**Required task:** Reproduce the following data line for line, without changing anything.

(Dataset items)
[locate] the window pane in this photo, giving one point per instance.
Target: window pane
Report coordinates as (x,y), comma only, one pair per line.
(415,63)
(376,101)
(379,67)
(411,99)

**Exercise response:**
[locate] the window pane in this photo, giving one point per instance.
Target: window pane
Report coordinates as (x,y), comma only, one pair per line.
(415,63)
(376,101)
(379,67)
(411,99)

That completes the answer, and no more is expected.